- **Text segment**:
──────────────────────────────
On Extracting Concise Image Descriptors from Natural Images | PHash Blog
07 Apr 2019 - by starkdg
Image descriptors are essential for organizing a collection of images for the purpose of search and retrieval. These can be as simple as unique file names, where an exact file name is needed to retrieve each and every source image. In order to preserve a sense of distance between images, however, where smaller distance indicate similarity and larger distances wholy different images, a more elaborate scheme is necessary. The descriptors need to preserve some of the essential features of the source image.
As is well known by now, convolutional neural networks can be trained to give good performance on image classification tasks. Several models perform at or above 95% classification accuracy (tf-slim). These neural networks are many layers deep. They take an image as input and output an indication as to which class among many is most probable. Interestingly, new classification layers can be fine-tuned on top of the models hidden layers and achieve comparable performance on new classification tasks. This suggests that the networks hidden layers have learned fundamental features of the images. Furthermore, the outputs from these hidden layers can serve as quality descriptors, which preserve smoothness with subtle changes in input. However, they still exist in a relatively high dimensional feature space, making it difficult for fast indexing.
This post explores the cross correlations in these hidden layer values - also called feature vectors - in the hopes of reducing its size. It is our expectation that concise descriptors can be extracted from these feature vectors with the minimal additional overhead of training a few extra layers that can piggy-back on top of these classification models.
Heres the general idea:
The development of a concise image descriptor suitable for long-term storage. It should be robust enough for fast comparison using a distance metric - like euclidean distance. This metric should preserve small distances for perceptually similar images, while keeping wholely unique images far enough apart.
Provide some fresh insight into the topology of these models feature vectors. Together with the right kind of indexing structure, we should be able to retrieve all nearest neighbors of a given image and get a good visual indication for what similar means in terms of the models feature vector. We will use the MobilenetV2 neural net for all our work, but all the code is easy to modify to explore other models.
Develop a testing framework to evaluate these descriptors for this application. This framework can be used to test the descriptors as well as the feature vector itself. In this way, we will be able to see just where the descriptors lose the ability to discriminate between images as well as compare the effectiveness of the new descriptors.
All code can be found in the github repository here: View On GitHub
We need a framework to test all our models. First, we start with a corpus of natural images. This is separate from the training set to be used to train the additional layers. It is strictly for evaluating the efficiency of our descriptors in representing images. For now, no specific type of images are selected. Just a random collection of natural images.
Next, we distort each image in multiple ways: gaussian blurr, additive noise, crop, occluded with text overlay, compression, rotation, horizontal and verticle flip, shear affine transformation, resize, histogram equalization, etc.
──────────────────────────────
- **Available data**:

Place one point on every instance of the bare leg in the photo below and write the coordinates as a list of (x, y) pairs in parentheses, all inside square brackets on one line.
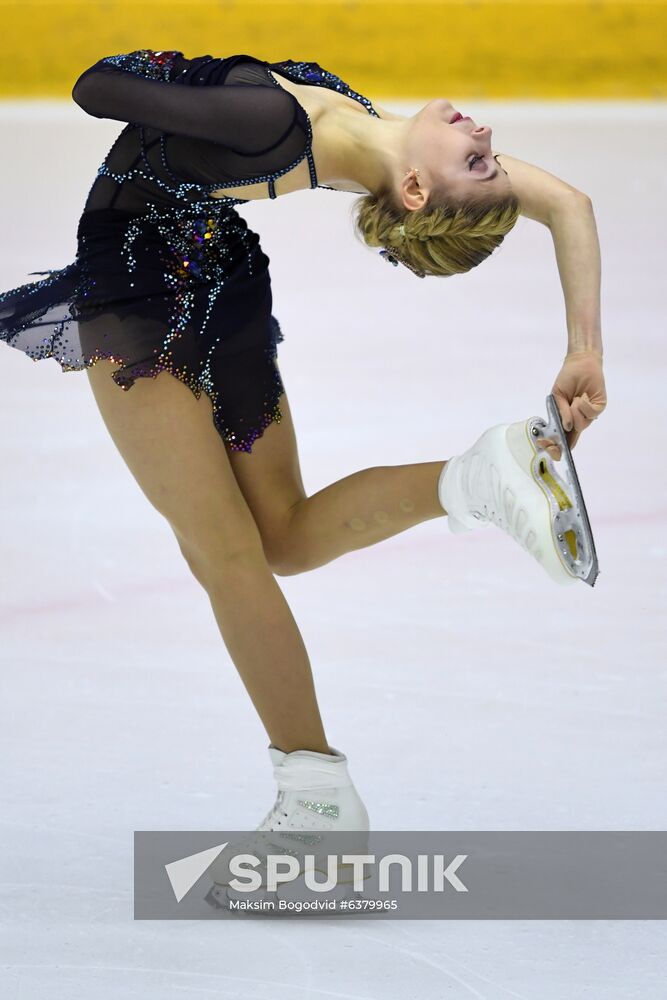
[(361, 510), (169, 443)]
──────────────────────────────
- **Problems and tasks**:
1. Which neural network does the post on image descriptors use for all its work?
2. Extend the post on concise image descriptors, starting after its final sentence.

- **Written answers**:
1. MobilenetV2.

2.
Heres the script for how to prepare this test set of data: preprocess_image_files.py
To establish what a normal distance is between arbitrary wholly dissimilar images, we draw random pairs from the original image set, extract its descriptors, and calculate the distances of all the pairs. A histogram is then formed from which to draw statistics, like mean, $\mu$ and standard deviation, $\sigma$. We set two thresholds:
$T_1$ = $\mu$ - 2$\sigma$ $T_2$ = $\mu$ - 1$\sigma$
These thresholds will be used to evaluate our similar distance comparisons.
For each distortion class, distances are measured between original images and their distorted counterparts. A histogram for each original/distorted class comparison is then formed and displayed next to the above histogram of arbitrary image pairs. Ideally, the peaks of the two histograms should stand far apart and give a good visual separation. The histogram of similar distances should markedly less than the histogram for dissimilar distances. This should give us a good visual clue as to how well the descriptor performs for our application.
Heres an example of a histogram from one such test run:
As a quick way to compare different models without getting confused by a multitude of histograms, we will take the percentage of distances that fall above each threshold. The closer to zero, the better. This can be readily put in tabular form for easy perusal.
To get an idea of how the models feature vector breaks down, we do a principle component analysis of the models feature space. This can be done by calculating the covariance matrix for the feature vectors calculated from a set of images - resulting in a [1792x1792] matrix. The covariance matrix is a way of measuring the cross correlations between the components of the feature vector. A SVD Decomposition of the covariance matrix will gives us the leading eigen vectors and their corresponding eigen values of the feature space - in descending order.
cov = U * $\Sigma$ * $V^T$
The eigen values can be found in diagonal[$\Sigma$] Plotting the cumulative sum of these eigen values:
As you can see, the curve tops out at around 500 of the most significant eigen vectors. That is, most of the information in the feature vector would fit in a 500 dimensional vector, making for a compression rate of 500/1792 = 0.28. What is more is that the slope significantly slows after 250. In other words, that is the point of diminishing returns of new information that comes with each additional eigen vector.
It is important to keep in mind that memory limitations prohibit this experiment from being carried out with more than a random selection of 500 images. However, we get similar results for different random selections.
Heres the script for how I build the pca transform model using svd decomposition: train_pca_with_svd.ipynb It relies on test images in Tensorflows .tfrecord format in your google drive. Theres another script in the repository for putting images in .tfrecord format.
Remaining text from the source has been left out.